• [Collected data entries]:
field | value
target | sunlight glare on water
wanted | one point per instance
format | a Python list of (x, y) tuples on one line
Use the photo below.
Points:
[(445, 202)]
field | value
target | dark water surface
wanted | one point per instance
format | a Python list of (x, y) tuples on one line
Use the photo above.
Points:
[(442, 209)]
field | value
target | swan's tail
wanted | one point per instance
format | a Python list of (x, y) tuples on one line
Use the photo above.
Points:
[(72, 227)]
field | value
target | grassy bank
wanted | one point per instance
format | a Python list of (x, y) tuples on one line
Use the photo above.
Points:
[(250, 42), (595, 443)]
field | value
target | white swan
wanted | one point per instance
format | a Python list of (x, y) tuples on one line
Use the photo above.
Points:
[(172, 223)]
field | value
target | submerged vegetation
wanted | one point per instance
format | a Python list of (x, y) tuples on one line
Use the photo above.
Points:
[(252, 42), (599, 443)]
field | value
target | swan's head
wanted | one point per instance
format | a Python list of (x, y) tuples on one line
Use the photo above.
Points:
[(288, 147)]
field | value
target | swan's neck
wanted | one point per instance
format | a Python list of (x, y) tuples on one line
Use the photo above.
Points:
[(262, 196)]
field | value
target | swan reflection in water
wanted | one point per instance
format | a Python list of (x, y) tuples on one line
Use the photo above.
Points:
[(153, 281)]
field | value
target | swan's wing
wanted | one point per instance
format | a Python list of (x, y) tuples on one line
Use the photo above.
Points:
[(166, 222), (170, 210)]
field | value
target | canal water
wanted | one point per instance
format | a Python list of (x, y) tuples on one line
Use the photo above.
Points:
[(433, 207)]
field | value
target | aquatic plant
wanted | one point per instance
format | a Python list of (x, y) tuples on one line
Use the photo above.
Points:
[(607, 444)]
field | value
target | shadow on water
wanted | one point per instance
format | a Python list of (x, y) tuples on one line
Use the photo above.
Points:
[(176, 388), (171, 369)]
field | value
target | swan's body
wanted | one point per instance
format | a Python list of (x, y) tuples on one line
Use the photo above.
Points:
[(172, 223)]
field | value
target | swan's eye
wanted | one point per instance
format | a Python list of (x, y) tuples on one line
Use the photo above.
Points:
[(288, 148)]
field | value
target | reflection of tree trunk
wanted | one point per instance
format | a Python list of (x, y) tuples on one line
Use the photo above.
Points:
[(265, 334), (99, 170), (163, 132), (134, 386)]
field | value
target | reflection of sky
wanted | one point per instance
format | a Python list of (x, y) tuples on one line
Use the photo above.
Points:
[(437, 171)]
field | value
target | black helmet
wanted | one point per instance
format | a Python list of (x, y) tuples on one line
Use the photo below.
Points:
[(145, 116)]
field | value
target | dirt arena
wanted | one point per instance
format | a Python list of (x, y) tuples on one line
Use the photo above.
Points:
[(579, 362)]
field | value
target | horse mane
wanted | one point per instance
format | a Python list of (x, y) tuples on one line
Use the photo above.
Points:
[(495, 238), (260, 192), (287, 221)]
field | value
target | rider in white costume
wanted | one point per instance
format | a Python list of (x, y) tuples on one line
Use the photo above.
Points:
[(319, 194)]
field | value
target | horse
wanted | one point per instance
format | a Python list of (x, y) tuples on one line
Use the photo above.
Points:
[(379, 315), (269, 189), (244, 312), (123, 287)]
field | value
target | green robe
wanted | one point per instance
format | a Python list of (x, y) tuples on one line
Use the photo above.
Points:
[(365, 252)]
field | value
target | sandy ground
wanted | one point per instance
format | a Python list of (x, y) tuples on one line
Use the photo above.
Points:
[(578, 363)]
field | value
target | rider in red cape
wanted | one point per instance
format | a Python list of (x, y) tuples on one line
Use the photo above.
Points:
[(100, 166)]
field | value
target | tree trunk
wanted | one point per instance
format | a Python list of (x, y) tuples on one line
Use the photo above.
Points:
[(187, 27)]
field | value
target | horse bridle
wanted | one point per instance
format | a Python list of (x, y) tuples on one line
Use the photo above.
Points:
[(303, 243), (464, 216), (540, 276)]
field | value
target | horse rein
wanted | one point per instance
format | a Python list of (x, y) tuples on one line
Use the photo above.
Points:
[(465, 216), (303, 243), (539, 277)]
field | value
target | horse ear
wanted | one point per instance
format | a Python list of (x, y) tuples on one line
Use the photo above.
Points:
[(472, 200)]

• [STATED TASK]:
Copy out all of the records shown above exactly.

• [RESULT OF THIS EXERCISE]:
field | value
target | sunlight glare on water
wanted | one point per instance
format | a Python list of (x, y) tuples on one line
Use the photo below.
Points:
[(445, 202)]
field | value
target | dark water surface
wanted | one point per instance
format | a Python list of (x, y) tuples on one line
Use the photo above.
Points:
[(442, 209)]
field | value
target | swan's tail
wanted | one point per instance
format | a Python list of (x, y) tuples on one line
Use the photo above.
Points:
[(72, 227)]
field | value
target | grassy bank
wanted | one point per instance
format | a Python list of (x, y) tuples on one line
Use the photo above.
Points:
[(250, 42), (595, 443)]
field | value
target | white swan
wanted | one point per instance
format | a Python list of (x, y) tuples on one line
Use the photo above.
Points:
[(172, 223)]
field | value
target | submerged vegetation
wanted | one point per instance
format | a Python list of (x, y) tuples on one line
Use the photo above.
Points:
[(252, 42), (599, 443)]
field | value
target | swan's head
wanted | one point per instance
format | a Python list of (x, y) tuples on one line
Use the photo above.
Points:
[(288, 147)]
field | value
target | swan's neck
wanted | one point per instance
format | a Python list of (x, y) tuples on one line
Use the photo above.
Points:
[(262, 196)]
field | value
target | swan reflection in water
wanted | one point per instance
format | a Python list of (x, y) tuples on one line
Use the photo above.
Points:
[(153, 281)]
field | value
target | swan's wing
wanted | one point per instance
format | a Python list of (x, y) tuples on one line
Use the photo above.
Points:
[(166, 222), (170, 210)]
field | value
target | canal water
wanted | one point per instance
format | a Python list of (x, y) tuples on one line
Use the photo above.
Points:
[(433, 207)]
field | value
target | aquatic plant
wanted | one point per instance
format | a Python list of (x, y) tuples on one line
Use the photo above.
Points:
[(607, 444)]
field | value
target | shadow on water
wanted | one point per instance
format | a Python list of (x, y) tuples on one line
Use the photo above.
Points:
[(176, 388), (171, 369)]
field | value
target | swan's body
wanted | one point per instance
format | a Python list of (x, y) tuples on one line
Use the photo above.
Points:
[(172, 223)]
field | value
target | swan's eye
wanted | one point per instance
format | a Python list of (x, y) tuples on one line
Use the photo above.
Points:
[(288, 148)]
field | value
target | reflection of tree trunk
wanted | one point per instance
format | a Python list of (x, y) tuples on one line
Use the photo above.
Points:
[(265, 334), (99, 170), (163, 132), (134, 386)]
field | value
target | reflection of sky
wanted | one point per instance
format | a Python list of (x, y) tuples on one line
Use the photo above.
Points:
[(437, 171)]
field | value
target | black helmet
wanted | one point per instance
format | a Python list of (x, y) tuples on one line
Use the photo below.
Points:
[(145, 116)]
field | value
target | dirt arena
wanted | one point per instance
format | a Python list of (x, y) tuples on one line
Use the photo above.
Points:
[(579, 362)]
field | value
target | horse mane
wanted | one point per instance
format | a Python list of (x, y) tuples on one line
Use the photo above.
Points:
[(495, 238), (260, 192), (287, 221)]
field | value
target | rider in white costume
wanted | one point per instance
format | a Python list of (x, y) tuples on one line
Use the photo above.
Points:
[(319, 194)]
field | value
target | horse
wanted | one point per instance
format | a Python list of (x, y) tuples on one line
Use the photo above.
Points:
[(379, 315), (269, 189), (244, 312), (123, 287)]
field | value
target | green robe
wanted | one point per instance
format | a Python list of (x, y) tuples on one line
Use the photo above.
Points:
[(365, 252)]
field | value
target | sandy ground
wanted | one point per instance
format | a Python list of (x, y) tuples on one line
Use the photo above.
Points:
[(578, 363)]
field | value
target | rider in red cape
wanted | one point per instance
format | a Python list of (x, y) tuples on one line
Use the photo above.
Points:
[(100, 166)]
field | value
target | tree trunk
wanted | one point per instance
format | a Python list of (x, y) tuples on one line
Use the photo above.
Points:
[(187, 27)]
field | value
target | horse bridle
wanted | one point per instance
format | a Python list of (x, y) tuples on one line
Use the photo above.
Points:
[(303, 243), (464, 216), (540, 276)]
field | value
target | horse rein
wanted | one point per instance
format | a Python list of (x, y) tuples on one line
Use the photo above.
Points:
[(465, 216), (303, 243), (539, 277)]
field | value
target | horse ear
wanted | one point per instance
format | a Python list of (x, y) tuples on one line
Use the photo above.
Points:
[(472, 200)]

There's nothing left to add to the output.